Excerpted text:

- Genre: Crime drama
- Created by: Chuck MacLean
- Starring: Kevin Bacon; Aldis Hodge; Jonathan Tucker; Mark O'Brien; Lauren E. Banks; Amanda Clayton; Jere Shea; Kevin Chapman; Jill Hennessy;
- Composer: Kevin Kiner
- Country of origin: United States
- Original language: English
- No. of seasons: 3
- No. of episodes: 26

Production
- Executive producers: Chuck MacLean; Tom Fontana; Ben Affleck; Matt Damon; Jennifer Todd; James Mangold; Barry Levinson; Michael Cuesta; Aldis Hodge; Kevin Bacon;
- Production locations: New York City, New York; Boston, Massachusetts; Los Angeles, California (pilot);
- Running time: 55–58 minutes
- Production companies: Pearl Street Films; The Levinson/Fontana Company; Little Mountain Films;

Original release
- Network: Showtime
- Release: June 16, 2019 – September 25, 2022

= City on a Hill (TV series) =

American crime drama television series

City on a Hill is an American crime drama television series created by Charlie MacLean, based on a story by Ben Affleck and MacLean. The series stars Kevin Bacon, Aldis Hodge, Amanda Clayton, Cathy Moriarty, Kevin Dunn, and Jill Hennessy. The series premiered online on June 7, 2019 and June 16, 2019 on the linear Showtime network. On August 2, 2019, Showtime renewed the series for a second season, which premiered on March 28, 2021. On June 2, 2021, the series was renewed for a third season, which began on July 31, 2022. On October 27, 2022, Showtime canceled the series after three seasons.

Brief 1: Edit everything from the start of the records down through the line that contains "Target: wheel hub.", replacing "single point" with "single dot" and leaving all else unchanged.
The text about City on a Hill and the records that follow it are unrelated material.

Information provided:
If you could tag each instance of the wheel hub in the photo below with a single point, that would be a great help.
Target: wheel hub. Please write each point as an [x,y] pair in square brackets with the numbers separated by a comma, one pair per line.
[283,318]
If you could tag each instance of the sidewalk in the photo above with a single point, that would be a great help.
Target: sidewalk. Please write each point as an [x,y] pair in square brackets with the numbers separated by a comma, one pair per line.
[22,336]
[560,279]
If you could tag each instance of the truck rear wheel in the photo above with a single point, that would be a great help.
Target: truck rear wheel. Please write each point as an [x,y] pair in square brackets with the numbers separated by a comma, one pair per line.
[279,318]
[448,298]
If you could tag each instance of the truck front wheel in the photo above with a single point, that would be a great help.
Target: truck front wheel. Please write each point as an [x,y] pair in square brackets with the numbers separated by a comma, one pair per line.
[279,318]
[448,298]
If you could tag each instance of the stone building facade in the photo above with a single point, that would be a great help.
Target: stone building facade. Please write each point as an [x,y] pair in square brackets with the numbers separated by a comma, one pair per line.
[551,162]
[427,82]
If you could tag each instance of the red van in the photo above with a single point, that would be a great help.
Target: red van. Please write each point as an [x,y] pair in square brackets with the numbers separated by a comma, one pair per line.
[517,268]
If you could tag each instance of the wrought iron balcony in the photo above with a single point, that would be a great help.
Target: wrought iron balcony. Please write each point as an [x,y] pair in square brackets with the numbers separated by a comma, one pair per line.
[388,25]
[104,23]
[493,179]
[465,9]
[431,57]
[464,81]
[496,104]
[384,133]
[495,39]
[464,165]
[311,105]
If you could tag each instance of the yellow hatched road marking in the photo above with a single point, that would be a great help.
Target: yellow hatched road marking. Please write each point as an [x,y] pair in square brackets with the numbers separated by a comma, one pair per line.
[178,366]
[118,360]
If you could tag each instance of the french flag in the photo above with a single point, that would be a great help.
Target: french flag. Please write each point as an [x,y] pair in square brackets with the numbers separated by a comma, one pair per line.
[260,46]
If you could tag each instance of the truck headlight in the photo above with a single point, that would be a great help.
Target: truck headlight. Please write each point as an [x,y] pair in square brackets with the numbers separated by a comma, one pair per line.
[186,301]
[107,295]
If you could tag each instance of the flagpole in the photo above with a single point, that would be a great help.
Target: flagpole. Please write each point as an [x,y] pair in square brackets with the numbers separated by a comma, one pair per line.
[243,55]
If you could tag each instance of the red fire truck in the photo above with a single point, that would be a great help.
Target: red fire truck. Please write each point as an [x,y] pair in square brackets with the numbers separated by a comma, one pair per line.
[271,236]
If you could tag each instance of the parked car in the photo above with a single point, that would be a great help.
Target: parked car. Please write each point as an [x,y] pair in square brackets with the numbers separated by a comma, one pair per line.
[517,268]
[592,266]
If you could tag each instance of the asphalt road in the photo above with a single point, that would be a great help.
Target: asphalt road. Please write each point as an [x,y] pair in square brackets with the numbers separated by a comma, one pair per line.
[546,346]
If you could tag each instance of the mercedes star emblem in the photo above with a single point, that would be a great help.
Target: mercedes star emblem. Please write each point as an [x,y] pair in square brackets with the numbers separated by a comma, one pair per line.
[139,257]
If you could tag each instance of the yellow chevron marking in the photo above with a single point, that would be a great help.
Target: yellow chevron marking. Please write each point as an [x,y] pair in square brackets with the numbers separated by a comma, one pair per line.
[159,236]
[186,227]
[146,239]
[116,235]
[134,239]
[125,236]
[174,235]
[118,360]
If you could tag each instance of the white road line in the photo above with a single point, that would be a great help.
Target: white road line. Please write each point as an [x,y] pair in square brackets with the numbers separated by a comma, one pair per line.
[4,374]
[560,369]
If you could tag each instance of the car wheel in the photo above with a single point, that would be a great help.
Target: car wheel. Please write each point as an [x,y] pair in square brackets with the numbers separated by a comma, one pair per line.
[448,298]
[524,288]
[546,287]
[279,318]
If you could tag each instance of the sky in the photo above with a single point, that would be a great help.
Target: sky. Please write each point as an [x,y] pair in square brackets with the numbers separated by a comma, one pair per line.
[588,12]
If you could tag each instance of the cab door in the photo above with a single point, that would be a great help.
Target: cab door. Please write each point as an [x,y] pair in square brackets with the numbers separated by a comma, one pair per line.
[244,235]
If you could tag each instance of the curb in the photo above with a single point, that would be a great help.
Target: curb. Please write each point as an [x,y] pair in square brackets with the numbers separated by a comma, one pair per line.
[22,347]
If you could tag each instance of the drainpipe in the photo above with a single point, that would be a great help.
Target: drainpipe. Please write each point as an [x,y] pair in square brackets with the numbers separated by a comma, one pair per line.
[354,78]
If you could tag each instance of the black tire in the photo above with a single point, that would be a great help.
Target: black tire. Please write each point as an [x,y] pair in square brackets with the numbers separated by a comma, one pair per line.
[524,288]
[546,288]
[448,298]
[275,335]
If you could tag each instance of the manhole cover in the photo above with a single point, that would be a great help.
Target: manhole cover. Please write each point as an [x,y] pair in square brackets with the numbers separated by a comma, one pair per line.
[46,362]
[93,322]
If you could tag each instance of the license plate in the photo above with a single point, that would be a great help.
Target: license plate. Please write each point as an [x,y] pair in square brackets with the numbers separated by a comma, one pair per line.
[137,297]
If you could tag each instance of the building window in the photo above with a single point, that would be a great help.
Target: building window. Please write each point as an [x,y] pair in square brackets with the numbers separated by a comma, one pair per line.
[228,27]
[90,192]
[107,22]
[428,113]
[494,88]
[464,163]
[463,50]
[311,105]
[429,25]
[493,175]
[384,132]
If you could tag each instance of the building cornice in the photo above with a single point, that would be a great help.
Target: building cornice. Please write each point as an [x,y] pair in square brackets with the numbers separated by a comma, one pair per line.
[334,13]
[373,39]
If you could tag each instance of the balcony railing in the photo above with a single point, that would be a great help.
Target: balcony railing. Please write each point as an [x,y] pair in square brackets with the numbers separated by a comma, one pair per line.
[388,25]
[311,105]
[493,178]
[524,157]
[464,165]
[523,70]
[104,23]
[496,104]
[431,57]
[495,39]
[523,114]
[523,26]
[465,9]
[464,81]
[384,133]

Brief 2: Return the City on a Hill text word for word, from "City on a Hill is" down to "after three seasons.".

Correct response 1:
If you could tag each instance of the wheel hub in the photo below with a single dot, that would be a great help.
Target: wheel hub. Please write each point as an [x,y] pair in square brackets with the numbers separated by a comma, one pair per line.

Correct response 2:
City on a Hill is an American crime drama television series created by Charlie MacLean, based on a story by Ben Affleck and MacLean. The series stars Kevin Bacon, Aldis Hodge, Amanda Clayton, Cathy Moriarty, Kevin Dunn, and Jill Hennessy. The series premiered online on June 7, 2019 and June 16, 2019 on the linear Showtime network. On August 2, 2019, Showtime renewed the series for a second season, which premiered on March 28, 2021. On June 2, 2021, the series was renewed for a third season, which began on July 31, 2022. On October 27, 2022, Showtime canceled the series after three seasons.